*** Excerpt ***

Evaluation of Organocide for the management of powdery mildew in greenhouse cucumber

Project Code: BPR12-060

Project Lead

Janice Elmhirst   Elmhirst Diagnostics and Research

Robert Doell     Ag-Quest, Incorporated

Gary Coukell    Integrated Crop Management Service (ICMS)

Objective

To develop efficacy and crop tolerance data in support of a regulatory submission for Organocide (sesame oil) for the management of powdery mildew in greenhouse cucumber

Summary of Results

Background

In Canada, approximately 0.2 million tonnes of greenhouse cucumbers are produced annually with a value of $ 254 million. Powdery mildew is a serious disease that occurs widely threatening the production of greenhouse cucumber across Canada. The fungi infect cucumber leaves producing white powdery spores on the upper leaf surface. The pathogens absorb nutrients from the leaf cells and diseased leaves eventually dry up and die. Crop yield is reduced during severe infestations due to leaf senescence. Adding a reduced risk solution to the control toolbox will help growers improve management of this disease while minimizing the risk for the pathogens to develop resistance to currently used fungicides. The biopesticide Organocide was selected as a potential solution by growers at the 2011 Biopesticides Priority Setting Workshop for the management of powdery mildew in greenhouse cucumber. This product would be suitable for use in both conventional and organic production systems.

*** End of Excerpt ***
*** Stored data ***

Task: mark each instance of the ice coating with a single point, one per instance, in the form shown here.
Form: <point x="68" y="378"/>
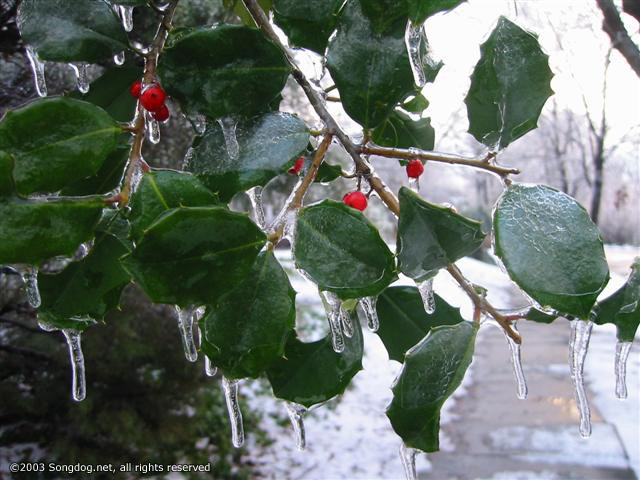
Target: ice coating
<point x="79" y="388"/>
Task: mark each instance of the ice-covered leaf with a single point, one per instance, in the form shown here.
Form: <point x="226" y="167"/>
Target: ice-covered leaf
<point x="247" y="329"/>
<point x="307" y="23"/>
<point x="56" y="142"/>
<point x="370" y="69"/>
<point x="162" y="190"/>
<point x="509" y="86"/>
<point x="432" y="371"/>
<point x="342" y="251"/>
<point x="193" y="255"/>
<point x="77" y="31"/>
<point x="221" y="71"/>
<point x="90" y="287"/>
<point x="622" y="308"/>
<point x="33" y="230"/>
<point x="312" y="373"/>
<point x="401" y="131"/>
<point x="266" y="144"/>
<point x="550" y="248"/>
<point x="403" y="321"/>
<point x="431" y="237"/>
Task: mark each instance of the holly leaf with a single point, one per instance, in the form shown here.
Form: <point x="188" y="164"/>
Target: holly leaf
<point x="163" y="190"/>
<point x="266" y="145"/>
<point x="432" y="371"/>
<point x="370" y="69"/>
<point x="622" y="308"/>
<point x="193" y="255"/>
<point x="403" y="321"/>
<point x="342" y="251"/>
<point x="247" y="329"/>
<point x="222" y="71"/>
<point x="430" y="237"/>
<point x="79" y="31"/>
<point x="509" y="86"/>
<point x="550" y="248"/>
<point x="312" y="373"/>
<point x="32" y="231"/>
<point x="56" y="142"/>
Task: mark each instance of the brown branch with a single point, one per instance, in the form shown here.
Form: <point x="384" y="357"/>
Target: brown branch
<point x="620" y="39"/>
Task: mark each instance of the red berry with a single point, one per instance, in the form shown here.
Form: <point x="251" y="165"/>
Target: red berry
<point x="415" y="168"/>
<point x="136" y="88"/>
<point x="152" y="97"/>
<point x="162" y="114"/>
<point x="356" y="200"/>
<point x="297" y="167"/>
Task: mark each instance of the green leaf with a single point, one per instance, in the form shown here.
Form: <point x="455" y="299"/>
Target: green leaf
<point x="622" y="308"/>
<point x="267" y="144"/>
<point x="550" y="248"/>
<point x="33" y="230"/>
<point x="221" y="71"/>
<point x="163" y="190"/>
<point x="430" y="237"/>
<point x="432" y="371"/>
<point x="193" y="255"/>
<point x="78" y="31"/>
<point x="420" y="10"/>
<point x="307" y="23"/>
<point x="509" y="86"/>
<point x="312" y="373"/>
<point x="401" y="131"/>
<point x="247" y="329"/>
<point x="111" y="92"/>
<point x="370" y="69"/>
<point x="88" y="288"/>
<point x="403" y="321"/>
<point x="342" y="251"/>
<point x="56" y="142"/>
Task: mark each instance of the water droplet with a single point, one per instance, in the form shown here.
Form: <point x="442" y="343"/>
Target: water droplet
<point x="37" y="66"/>
<point x="622" y="354"/>
<point x="578" y="347"/>
<point x="79" y="388"/>
<point x="185" y="324"/>
<point x="230" y="388"/>
<point x="296" y="415"/>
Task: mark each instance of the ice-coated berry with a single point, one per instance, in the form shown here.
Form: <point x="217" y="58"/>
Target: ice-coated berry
<point x="415" y="168"/>
<point x="357" y="200"/>
<point x="152" y="97"/>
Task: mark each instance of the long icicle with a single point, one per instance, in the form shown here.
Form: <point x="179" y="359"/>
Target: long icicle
<point x="578" y="347"/>
<point x="230" y="388"/>
<point x="79" y="387"/>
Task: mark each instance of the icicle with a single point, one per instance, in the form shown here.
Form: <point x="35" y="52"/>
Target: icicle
<point x="119" y="58"/>
<point x="296" y="415"/>
<point x="79" y="389"/>
<point x="333" y="307"/>
<point x="29" y="275"/>
<point x="368" y="305"/>
<point x="228" y="126"/>
<point x="578" y="346"/>
<point x="82" y="78"/>
<point x="516" y="361"/>
<point x="255" y="196"/>
<point x="426" y="292"/>
<point x="185" y="324"/>
<point x="622" y="354"/>
<point x="413" y="39"/>
<point x="230" y="388"/>
<point x="126" y="15"/>
<point x="408" y="457"/>
<point x="37" y="66"/>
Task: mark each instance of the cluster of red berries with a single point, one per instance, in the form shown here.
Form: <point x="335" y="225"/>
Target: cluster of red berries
<point x="152" y="98"/>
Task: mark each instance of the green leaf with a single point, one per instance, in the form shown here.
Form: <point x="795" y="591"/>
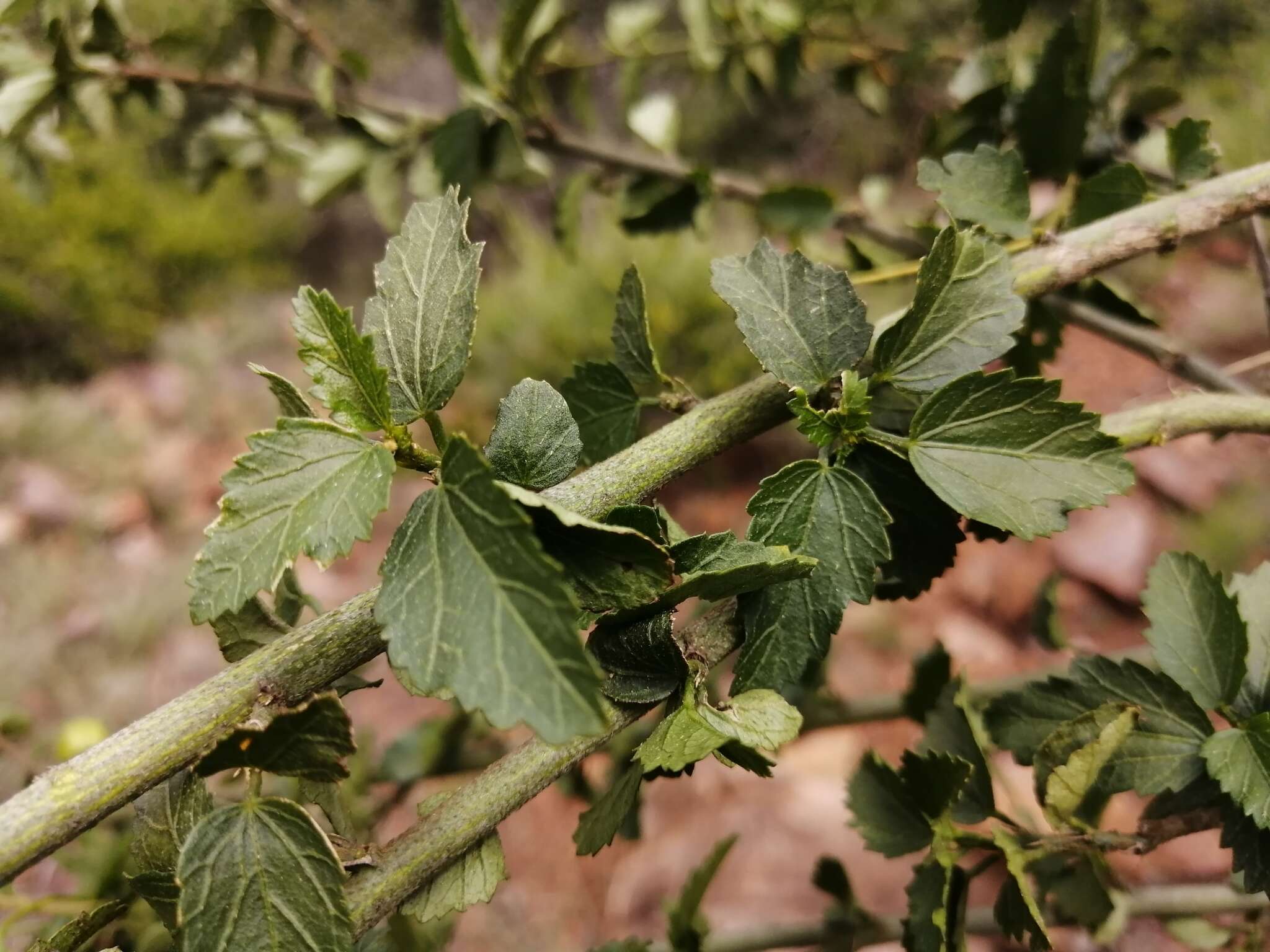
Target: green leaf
<point x="1240" y="760"/>
<point x="936" y="908"/>
<point x="1071" y="760"/>
<point x="631" y="342"/>
<point x="933" y="672"/>
<point x="1054" y="111"/>
<point x="459" y="45"/>
<point x="1253" y="592"/>
<point x="425" y="306"/>
<point x="923" y="532"/>
<point x="758" y="719"/>
<point x="803" y="322"/>
<point x="82" y="928"/>
<point x="1016" y="908"/>
<point x="719" y="565"/>
<point x="643" y="659"/>
<point x="845" y="421"/>
<point x="963" y="315"/>
<point x="346" y="375"/>
<point x="986" y="187"/>
<point x="606" y="816"/>
<point x="828" y="514"/>
<point x="1250" y="848"/>
<point x="535" y="442"/>
<point x="469" y="880"/>
<point x="797" y="208"/>
<point x="1116" y="188"/>
<point x="251" y="627"/>
<point x="606" y="408"/>
<point x="1009" y="454"/>
<point x="291" y="402"/>
<point x="306" y="487"/>
<point x="1197" y="633"/>
<point x="607" y="566"/>
<point x="283" y="876"/>
<point x="998" y="18"/>
<point x="686" y="931"/>
<point x="308" y="742"/>
<point x="471" y="604"/>
<point x="951" y="729"/>
<point x="1192" y="152"/>
<point x="1163" y="753"/>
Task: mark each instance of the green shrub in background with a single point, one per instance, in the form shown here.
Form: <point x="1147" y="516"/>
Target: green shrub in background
<point x="116" y="245"/>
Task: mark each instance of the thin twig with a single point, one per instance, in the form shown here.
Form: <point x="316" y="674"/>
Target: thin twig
<point x="1157" y="346"/>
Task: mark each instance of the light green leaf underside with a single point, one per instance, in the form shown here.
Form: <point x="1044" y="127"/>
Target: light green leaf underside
<point x="964" y="314"/>
<point x="308" y="742"/>
<point x="607" y="566"/>
<point x="1197" y="633"/>
<point x="306" y="487"/>
<point x="425" y="306"/>
<point x="291" y="402"/>
<point x="471" y="604"/>
<point x="346" y="375"/>
<point x="600" y="824"/>
<point x="986" y="187"/>
<point x="1009" y="454"/>
<point x="1253" y="592"/>
<point x="828" y="514"/>
<point x="260" y="876"/>
<point x="633" y="346"/>
<point x="1240" y="760"/>
<point x="535" y="442"/>
<point x="803" y="322"/>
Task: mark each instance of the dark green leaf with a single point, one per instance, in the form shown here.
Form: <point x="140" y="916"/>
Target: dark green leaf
<point x="607" y="566"/>
<point x="803" y="322"/>
<point x="1068" y="764"/>
<point x="1197" y="633"/>
<point x="797" y="208"/>
<point x="936" y="909"/>
<point x="830" y="514"/>
<point x="459" y="45"/>
<point x="308" y="487"/>
<point x="1253" y="592"/>
<point x="1008" y="452"/>
<point x="1240" y="760"/>
<point x="923" y="532"/>
<point x="931" y="674"/>
<point x="685" y="927"/>
<point x="643" y="659"/>
<point x="631" y="342"/>
<point x="291" y="402"/>
<point x="82" y="928"/>
<point x="606" y="408"/>
<point x="425" y="306"/>
<point x="308" y="742"/>
<point x="1116" y="188"/>
<point x="1163" y="753"/>
<point x="471" y="604"/>
<point x="535" y="442"/>
<point x="1016" y="910"/>
<point x="1054" y="111"/>
<point x="346" y="375"/>
<point x="251" y="627"/>
<point x="283" y="876"/>
<point x="951" y="729"/>
<point x="986" y="187"/>
<point x="963" y="315"/>
<point x="469" y="880"/>
<point x="1192" y="152"/>
<point x="601" y="823"/>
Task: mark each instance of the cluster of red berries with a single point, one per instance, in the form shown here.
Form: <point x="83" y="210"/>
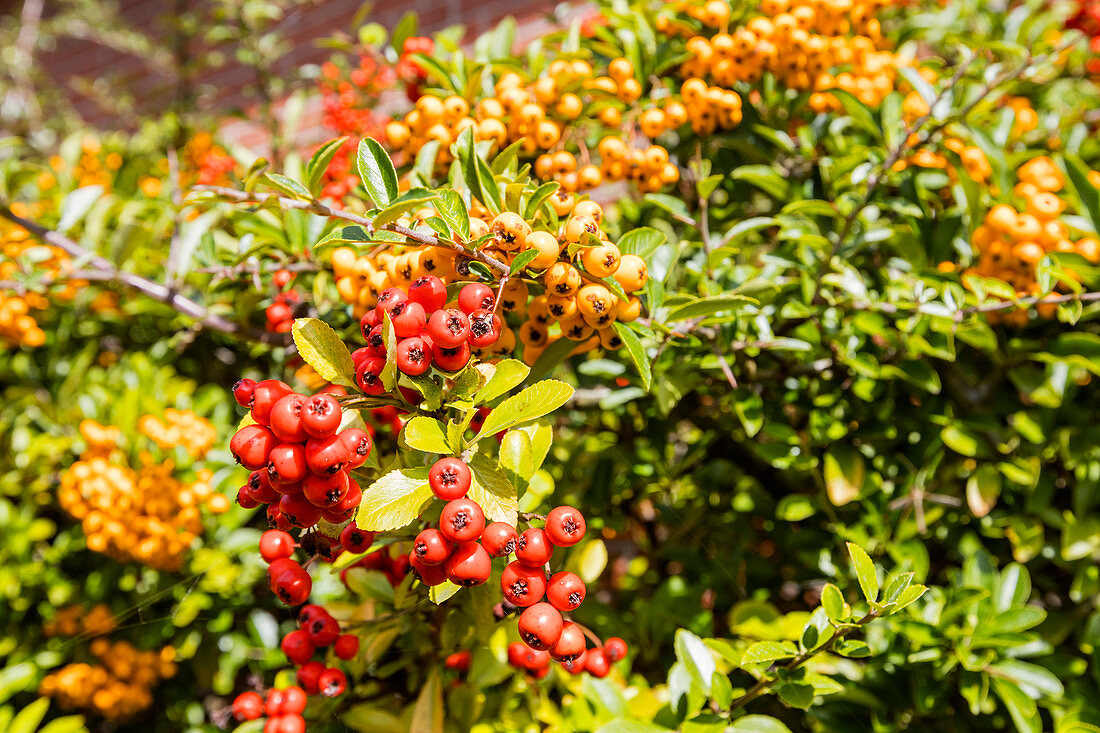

*** End of Stored data ***

▸ **Problems to solve**:
(1) Answer these questions using the Organocide project summary:
(a) What is the project code?
(b) What substance is given in parentheses after Organocide in the objective?
(c) At which event did growers select Organocide as a potential solution?
(2) Extract the passage of the Organocide project summary from "Project Code: BPR12-060" up to and including "Management Service (ICMS)", reproducing it word for word.
(3) State whether each statement agrees with the Organocide project summary, answering yes or no and quoting the words of the summary that decide it:
(a) Canada produces roughly 0.2 million tonnes of greenhouse cucumbers each year.
(b) The fungi produce their spores on the lower surface of cucumber leaves.
(c) Organocide would be suitable only for organic production systems.

▸ **Responses to the exercise**:
(1)
(a) BPR12-060
(b) Sesame oil
(c) The 2011 Biopesticides Priority Setting Workshop

(2)
Project Code: BPR12-060

Project Lead

Janice Elmhirst   Elmhirst Diagnostics and Research

Robert Doell     Ag-Quest, Incorporated

Gary Coukell    Integrated Crop Management Service (ICMS)

(3)
(a) Yes: "In Canada, approximately 0.2 million tonnes of greenhouse cucumbers are produced annually"
(b) No: "producing white powdery spores on the upper leaf surface"
(c) No: "This product would be suitable for use in both conventional and organic production systems."